▶ WHAT THE EXERCISE ASKS:
Please reproduce all of the data exactly as it appears, but skip the pictures.

====== GIVEN RECORDS ======

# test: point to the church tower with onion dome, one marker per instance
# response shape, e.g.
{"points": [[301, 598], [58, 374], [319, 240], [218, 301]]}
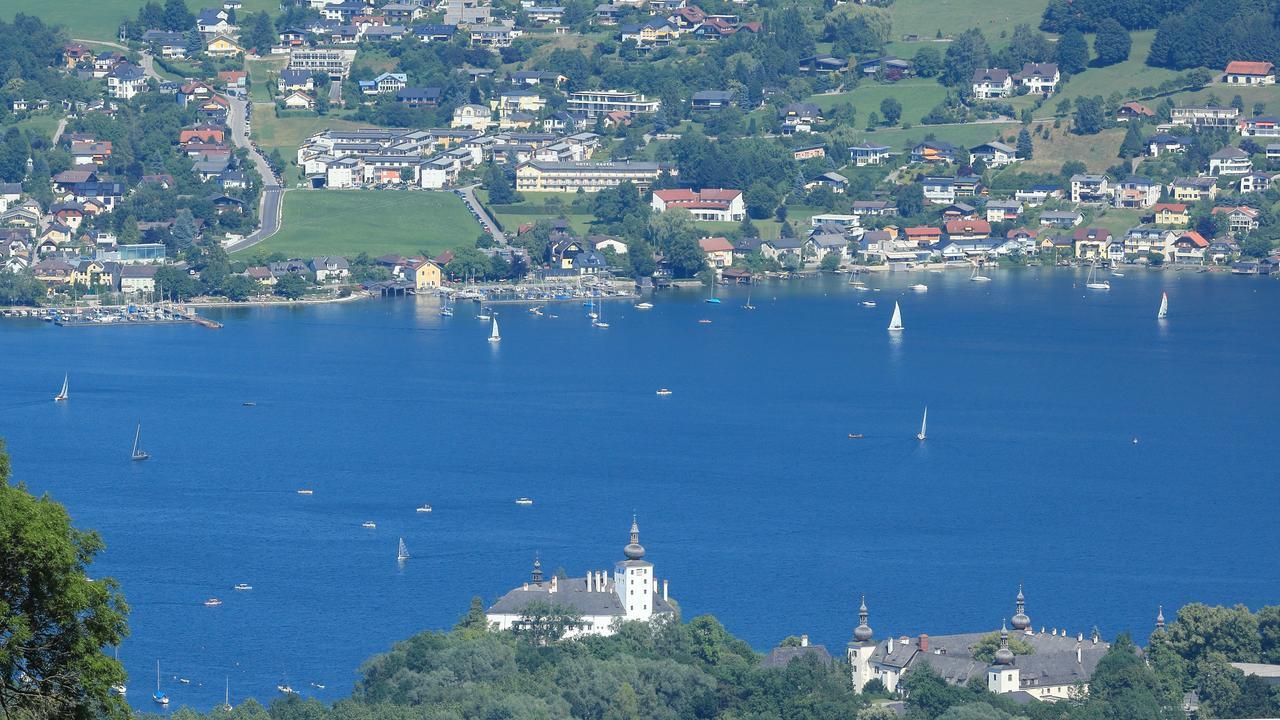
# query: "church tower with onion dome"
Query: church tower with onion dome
{"points": [[632, 579], [860, 650]]}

======

▶ WRITTEN REPLY:
# test: point to the church tower with onion dome, one marker per instance
# response shape, e.g.
{"points": [[301, 598], [58, 374], [319, 240], [218, 301]]}
# query: "church tower with onion dome"
Query: church tower with onion dome
{"points": [[632, 579], [860, 650]]}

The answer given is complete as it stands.